§ **DATA EXCERPTS**:
______

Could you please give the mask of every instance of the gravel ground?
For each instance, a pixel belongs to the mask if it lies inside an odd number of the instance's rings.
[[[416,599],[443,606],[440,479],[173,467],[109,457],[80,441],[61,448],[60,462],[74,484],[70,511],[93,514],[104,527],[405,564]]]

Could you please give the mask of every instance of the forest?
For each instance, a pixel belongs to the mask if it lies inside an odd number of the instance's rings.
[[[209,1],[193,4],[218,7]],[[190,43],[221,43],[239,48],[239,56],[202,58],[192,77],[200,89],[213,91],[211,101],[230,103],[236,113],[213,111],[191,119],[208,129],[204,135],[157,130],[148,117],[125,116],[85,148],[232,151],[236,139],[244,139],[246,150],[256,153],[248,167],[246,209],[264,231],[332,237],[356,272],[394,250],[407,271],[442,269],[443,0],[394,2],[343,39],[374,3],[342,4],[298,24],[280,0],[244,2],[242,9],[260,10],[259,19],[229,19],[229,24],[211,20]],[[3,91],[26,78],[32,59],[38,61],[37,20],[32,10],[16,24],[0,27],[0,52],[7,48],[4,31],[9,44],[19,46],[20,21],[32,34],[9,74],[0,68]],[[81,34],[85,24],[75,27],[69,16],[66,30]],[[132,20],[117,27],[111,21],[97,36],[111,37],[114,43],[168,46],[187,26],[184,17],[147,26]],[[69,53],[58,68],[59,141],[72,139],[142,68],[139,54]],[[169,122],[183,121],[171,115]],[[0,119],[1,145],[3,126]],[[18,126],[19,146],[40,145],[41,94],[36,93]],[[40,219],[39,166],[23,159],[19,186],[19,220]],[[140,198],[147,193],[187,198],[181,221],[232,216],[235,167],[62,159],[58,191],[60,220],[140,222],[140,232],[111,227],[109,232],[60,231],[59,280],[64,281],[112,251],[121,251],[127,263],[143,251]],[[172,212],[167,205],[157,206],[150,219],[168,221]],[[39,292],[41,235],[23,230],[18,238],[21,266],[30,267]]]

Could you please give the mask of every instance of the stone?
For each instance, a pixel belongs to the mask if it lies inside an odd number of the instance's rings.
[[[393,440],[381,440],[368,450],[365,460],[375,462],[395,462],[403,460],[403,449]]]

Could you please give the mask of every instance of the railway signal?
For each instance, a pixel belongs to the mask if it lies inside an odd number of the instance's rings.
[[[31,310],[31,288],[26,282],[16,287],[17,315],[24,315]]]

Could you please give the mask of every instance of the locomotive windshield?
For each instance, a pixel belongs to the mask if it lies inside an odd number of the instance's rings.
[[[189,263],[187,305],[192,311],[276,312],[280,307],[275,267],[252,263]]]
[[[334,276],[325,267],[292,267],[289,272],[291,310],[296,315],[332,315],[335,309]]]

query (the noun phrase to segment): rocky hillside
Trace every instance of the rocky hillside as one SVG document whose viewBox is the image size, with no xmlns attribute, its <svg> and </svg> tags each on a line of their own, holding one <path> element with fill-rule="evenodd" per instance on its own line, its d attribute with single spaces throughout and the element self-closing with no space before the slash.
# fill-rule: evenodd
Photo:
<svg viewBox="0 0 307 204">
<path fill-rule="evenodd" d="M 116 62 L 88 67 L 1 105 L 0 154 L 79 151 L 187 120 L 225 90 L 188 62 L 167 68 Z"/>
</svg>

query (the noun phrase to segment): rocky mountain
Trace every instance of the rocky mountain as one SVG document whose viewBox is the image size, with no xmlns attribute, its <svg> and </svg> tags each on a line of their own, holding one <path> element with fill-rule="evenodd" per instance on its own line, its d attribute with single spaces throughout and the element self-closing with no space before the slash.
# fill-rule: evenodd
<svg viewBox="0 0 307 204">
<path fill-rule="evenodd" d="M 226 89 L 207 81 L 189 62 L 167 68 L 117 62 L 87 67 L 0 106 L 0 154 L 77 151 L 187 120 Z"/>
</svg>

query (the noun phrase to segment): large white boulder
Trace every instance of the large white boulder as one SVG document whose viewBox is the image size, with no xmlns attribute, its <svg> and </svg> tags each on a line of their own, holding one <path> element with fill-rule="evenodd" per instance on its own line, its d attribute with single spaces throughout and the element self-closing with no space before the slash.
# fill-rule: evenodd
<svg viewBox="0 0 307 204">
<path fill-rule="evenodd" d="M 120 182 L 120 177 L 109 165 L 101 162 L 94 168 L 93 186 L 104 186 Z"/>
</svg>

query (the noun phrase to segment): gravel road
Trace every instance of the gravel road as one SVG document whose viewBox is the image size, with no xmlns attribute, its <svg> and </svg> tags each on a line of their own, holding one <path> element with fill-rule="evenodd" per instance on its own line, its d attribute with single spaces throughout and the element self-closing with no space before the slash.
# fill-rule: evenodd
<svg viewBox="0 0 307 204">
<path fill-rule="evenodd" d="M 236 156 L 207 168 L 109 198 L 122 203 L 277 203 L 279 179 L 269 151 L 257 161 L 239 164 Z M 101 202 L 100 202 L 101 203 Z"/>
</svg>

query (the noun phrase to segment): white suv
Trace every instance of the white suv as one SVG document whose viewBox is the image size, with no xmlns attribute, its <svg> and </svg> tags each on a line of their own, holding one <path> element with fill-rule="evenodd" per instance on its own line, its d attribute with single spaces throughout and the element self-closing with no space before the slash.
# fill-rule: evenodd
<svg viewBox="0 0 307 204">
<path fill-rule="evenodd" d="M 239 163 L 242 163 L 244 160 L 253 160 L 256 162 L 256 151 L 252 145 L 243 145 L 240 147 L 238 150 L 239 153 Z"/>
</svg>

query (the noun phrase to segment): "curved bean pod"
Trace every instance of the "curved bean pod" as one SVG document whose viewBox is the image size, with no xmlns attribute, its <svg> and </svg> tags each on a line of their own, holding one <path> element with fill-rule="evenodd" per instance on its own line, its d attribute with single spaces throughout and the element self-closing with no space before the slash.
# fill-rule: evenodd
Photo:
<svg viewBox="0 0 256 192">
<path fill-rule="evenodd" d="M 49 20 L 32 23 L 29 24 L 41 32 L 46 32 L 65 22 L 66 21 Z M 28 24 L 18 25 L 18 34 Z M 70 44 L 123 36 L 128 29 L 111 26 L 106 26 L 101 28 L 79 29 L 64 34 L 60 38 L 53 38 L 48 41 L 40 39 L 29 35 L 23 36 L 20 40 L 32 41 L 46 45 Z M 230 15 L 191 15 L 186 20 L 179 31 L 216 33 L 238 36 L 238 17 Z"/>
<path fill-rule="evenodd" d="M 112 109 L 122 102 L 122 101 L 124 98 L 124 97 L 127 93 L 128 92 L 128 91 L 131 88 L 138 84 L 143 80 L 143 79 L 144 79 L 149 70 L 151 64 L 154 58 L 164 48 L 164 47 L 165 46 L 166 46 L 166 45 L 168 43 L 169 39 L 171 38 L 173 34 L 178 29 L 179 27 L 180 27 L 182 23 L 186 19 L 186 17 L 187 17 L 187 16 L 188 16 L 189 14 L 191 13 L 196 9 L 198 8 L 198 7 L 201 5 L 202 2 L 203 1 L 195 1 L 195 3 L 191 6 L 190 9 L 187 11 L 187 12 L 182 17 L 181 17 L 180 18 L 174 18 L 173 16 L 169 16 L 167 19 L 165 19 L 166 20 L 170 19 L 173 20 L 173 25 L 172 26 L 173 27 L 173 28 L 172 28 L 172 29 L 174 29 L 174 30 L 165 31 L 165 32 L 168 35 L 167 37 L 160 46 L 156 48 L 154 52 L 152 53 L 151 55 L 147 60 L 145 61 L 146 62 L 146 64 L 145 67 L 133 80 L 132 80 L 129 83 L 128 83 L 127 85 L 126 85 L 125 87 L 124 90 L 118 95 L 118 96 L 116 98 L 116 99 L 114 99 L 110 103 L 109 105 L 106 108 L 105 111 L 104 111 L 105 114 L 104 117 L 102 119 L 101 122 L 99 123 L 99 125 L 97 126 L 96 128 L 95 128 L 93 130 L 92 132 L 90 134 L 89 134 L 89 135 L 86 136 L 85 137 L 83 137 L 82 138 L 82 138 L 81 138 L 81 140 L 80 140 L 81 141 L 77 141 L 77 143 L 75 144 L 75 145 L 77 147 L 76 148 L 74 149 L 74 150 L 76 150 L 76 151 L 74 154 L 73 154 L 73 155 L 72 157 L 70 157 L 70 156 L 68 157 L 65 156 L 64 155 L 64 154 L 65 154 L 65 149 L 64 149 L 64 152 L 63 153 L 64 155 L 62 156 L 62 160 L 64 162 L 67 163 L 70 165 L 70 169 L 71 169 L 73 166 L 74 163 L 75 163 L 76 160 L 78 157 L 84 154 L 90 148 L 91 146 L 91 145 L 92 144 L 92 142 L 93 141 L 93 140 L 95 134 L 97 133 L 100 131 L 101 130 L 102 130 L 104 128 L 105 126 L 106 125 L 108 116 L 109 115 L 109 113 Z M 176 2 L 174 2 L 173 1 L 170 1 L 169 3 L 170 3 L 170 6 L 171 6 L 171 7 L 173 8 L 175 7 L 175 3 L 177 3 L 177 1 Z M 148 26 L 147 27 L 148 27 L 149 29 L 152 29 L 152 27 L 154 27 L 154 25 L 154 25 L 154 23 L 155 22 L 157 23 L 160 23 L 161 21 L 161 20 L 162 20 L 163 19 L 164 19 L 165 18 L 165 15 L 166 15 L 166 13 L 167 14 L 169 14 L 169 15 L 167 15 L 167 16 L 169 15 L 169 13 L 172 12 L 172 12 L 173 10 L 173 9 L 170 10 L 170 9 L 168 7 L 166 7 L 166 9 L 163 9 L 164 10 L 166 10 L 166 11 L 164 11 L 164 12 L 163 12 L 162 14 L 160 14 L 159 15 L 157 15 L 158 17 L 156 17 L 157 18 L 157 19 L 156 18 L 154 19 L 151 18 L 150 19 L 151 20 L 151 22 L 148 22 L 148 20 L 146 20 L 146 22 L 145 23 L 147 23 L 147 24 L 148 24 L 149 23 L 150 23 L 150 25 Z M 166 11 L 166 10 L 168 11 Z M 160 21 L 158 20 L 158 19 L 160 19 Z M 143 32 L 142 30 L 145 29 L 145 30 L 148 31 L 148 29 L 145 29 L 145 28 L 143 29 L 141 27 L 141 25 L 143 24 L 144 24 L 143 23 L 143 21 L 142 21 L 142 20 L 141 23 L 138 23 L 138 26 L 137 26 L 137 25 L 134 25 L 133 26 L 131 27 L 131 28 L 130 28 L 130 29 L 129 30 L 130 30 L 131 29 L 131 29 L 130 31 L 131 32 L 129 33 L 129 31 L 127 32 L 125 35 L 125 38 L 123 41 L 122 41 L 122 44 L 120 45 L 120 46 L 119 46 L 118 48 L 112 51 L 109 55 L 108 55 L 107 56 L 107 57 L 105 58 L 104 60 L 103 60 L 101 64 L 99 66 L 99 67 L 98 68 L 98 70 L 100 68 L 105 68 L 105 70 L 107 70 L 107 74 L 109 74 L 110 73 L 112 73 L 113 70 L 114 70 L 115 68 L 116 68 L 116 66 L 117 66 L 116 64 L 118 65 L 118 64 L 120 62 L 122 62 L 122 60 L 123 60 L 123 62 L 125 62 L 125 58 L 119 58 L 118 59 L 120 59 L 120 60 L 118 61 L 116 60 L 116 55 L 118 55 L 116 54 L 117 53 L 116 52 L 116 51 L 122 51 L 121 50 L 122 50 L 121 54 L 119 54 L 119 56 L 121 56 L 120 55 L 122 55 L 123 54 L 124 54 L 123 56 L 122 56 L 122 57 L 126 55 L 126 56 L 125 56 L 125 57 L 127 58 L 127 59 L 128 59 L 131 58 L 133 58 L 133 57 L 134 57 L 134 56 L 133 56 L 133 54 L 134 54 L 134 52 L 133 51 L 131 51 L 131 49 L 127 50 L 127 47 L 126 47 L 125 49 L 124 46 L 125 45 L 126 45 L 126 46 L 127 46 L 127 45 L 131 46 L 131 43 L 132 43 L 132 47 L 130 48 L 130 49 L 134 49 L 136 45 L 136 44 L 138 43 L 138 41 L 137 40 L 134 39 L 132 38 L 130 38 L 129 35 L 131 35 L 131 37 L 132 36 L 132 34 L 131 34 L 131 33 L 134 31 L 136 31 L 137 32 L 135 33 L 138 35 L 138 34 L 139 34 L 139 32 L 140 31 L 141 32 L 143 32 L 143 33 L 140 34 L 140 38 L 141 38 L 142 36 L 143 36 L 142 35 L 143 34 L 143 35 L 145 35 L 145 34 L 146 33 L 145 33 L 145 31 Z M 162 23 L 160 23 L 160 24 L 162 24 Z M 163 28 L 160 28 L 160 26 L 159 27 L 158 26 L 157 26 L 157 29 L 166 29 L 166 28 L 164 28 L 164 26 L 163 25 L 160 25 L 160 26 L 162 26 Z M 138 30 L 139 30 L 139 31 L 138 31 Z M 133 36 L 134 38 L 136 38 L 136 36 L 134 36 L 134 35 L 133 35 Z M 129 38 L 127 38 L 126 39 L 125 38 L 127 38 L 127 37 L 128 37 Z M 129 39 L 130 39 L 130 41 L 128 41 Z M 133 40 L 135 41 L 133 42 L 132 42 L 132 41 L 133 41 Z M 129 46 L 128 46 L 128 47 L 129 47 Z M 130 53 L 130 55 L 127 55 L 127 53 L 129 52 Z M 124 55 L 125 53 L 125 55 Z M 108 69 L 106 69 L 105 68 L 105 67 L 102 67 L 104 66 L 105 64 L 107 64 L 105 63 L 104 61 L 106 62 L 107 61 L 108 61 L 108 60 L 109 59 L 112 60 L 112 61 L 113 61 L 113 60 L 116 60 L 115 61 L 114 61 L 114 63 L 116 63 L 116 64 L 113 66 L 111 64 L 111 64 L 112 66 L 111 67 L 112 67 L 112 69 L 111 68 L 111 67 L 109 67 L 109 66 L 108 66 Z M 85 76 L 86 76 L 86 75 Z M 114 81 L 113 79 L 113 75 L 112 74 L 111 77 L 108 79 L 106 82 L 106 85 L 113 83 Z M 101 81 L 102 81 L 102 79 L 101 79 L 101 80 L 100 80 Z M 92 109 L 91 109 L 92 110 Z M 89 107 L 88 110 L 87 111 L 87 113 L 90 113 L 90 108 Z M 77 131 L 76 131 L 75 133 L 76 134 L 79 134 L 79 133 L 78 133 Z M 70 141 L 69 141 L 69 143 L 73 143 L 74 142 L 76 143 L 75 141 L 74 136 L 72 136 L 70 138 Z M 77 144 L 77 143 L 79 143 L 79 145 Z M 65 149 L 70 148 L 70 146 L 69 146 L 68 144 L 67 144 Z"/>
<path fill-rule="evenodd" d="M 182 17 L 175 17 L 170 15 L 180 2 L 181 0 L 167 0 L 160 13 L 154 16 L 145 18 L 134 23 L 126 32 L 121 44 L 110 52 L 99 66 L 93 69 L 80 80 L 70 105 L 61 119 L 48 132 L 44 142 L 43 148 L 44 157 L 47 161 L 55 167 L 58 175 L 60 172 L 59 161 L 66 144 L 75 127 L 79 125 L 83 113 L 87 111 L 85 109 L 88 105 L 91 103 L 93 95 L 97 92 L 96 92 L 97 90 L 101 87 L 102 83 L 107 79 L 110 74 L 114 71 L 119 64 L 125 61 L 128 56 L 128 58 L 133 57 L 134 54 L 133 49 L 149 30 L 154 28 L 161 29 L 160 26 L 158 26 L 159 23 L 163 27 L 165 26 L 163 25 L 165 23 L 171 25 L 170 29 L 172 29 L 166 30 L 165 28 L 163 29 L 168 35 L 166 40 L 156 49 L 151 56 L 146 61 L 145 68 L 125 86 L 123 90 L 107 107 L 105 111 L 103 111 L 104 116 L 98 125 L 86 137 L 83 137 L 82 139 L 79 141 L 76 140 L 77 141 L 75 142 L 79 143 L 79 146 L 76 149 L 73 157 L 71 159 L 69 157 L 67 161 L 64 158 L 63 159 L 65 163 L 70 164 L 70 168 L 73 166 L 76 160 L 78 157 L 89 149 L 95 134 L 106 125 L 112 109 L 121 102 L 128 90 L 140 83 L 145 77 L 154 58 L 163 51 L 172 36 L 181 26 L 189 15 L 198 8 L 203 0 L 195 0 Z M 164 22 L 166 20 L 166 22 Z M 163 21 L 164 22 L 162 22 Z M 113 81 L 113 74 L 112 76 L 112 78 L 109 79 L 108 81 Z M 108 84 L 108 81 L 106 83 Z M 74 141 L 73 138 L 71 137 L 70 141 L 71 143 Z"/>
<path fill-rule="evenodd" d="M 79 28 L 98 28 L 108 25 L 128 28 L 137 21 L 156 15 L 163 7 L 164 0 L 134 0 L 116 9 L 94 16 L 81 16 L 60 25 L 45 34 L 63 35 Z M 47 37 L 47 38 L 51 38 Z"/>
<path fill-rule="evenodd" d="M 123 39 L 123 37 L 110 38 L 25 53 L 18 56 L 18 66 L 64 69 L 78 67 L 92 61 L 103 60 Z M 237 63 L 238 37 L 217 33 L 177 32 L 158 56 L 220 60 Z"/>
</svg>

______

Copy out each line above that contains the string "segment", treating uppercase and lowercase as different.

query (the noun phrase to segment): rocky hillside
query (the noun phrase to segment): rocky mountain
query (the noun phrase to segment): large white boulder
query (the noun phrase to segment): gravel road
query (the noun phrase to segment): white suv
query (the noun phrase to segment): "curved bean pod"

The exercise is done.